**Work instructions:**
All of the data below needs to be set down once more, exactly as written.
────────
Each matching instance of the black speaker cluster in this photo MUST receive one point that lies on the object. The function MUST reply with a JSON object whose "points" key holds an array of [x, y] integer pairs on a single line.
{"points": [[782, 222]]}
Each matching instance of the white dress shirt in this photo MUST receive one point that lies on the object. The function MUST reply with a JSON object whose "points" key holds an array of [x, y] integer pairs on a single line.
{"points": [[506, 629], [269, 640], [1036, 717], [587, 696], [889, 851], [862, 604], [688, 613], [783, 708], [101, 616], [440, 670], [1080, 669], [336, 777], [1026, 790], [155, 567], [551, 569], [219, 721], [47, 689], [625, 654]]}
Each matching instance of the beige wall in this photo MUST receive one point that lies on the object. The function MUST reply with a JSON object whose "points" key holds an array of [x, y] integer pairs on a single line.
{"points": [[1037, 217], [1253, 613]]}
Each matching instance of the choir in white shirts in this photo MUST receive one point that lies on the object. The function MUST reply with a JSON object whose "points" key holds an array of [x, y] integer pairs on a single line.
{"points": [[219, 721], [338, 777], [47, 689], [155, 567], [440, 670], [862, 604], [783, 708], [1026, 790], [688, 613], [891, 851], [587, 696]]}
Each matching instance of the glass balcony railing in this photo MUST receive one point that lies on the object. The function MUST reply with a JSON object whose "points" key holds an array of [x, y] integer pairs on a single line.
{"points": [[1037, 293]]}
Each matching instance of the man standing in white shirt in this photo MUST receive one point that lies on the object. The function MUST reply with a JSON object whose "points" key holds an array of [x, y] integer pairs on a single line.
────────
**Solved problem:**
Each matching instance of the black speaker cluster in this photo MUST receive one point that lies on the object. The function MUST reply with a JSON object whose "points" key holds an array of [x, y] integer pairs on a single line.
{"points": [[782, 222]]}
Each matching instance of the white dress shirt in this photo MUST receive one point that lies on the object. The function MUST reply with a JSON object whose "points" key holds an array of [x, y] integer pairs on a single line.
{"points": [[506, 629], [269, 640], [1036, 717], [587, 696], [889, 851], [862, 604], [688, 613], [783, 708], [101, 616], [440, 670], [1080, 669], [336, 777], [1026, 790], [155, 567], [551, 569], [219, 721], [47, 689], [625, 654]]}
Each matching instance of the beige wall in this photo MUST receive one point that lies on the object. The function MUST reply with a JSON object whose "points" key holds an array of [x, y] integer pairs on a single line.
{"points": [[1037, 217], [1253, 613]]}
Each matching instance of the choir in white shirts in this photo MUST receive one point that lies on the object. The function MUST reply with a JSON object whose "points" key holds an array of [x, y] integer pairs on a single line.
{"points": [[219, 721], [338, 777], [47, 689], [155, 567], [440, 670], [862, 604], [783, 708], [1026, 790], [688, 613], [891, 851], [587, 696]]}
Each matching instance of the glass balcony railing in this photo MUST receive one point that lies on the object. The function MUST reply with a JSON object whose "points" key holds an array of [x, y] integer pairs on a single line.
{"points": [[1037, 293]]}
Each matching instance of the man standing in white shirt in this photo MUST receive one point that lies on the object. The function MUST reply with a JSON object whose "points" key holds an array of [x, y] integer pairs on a single line.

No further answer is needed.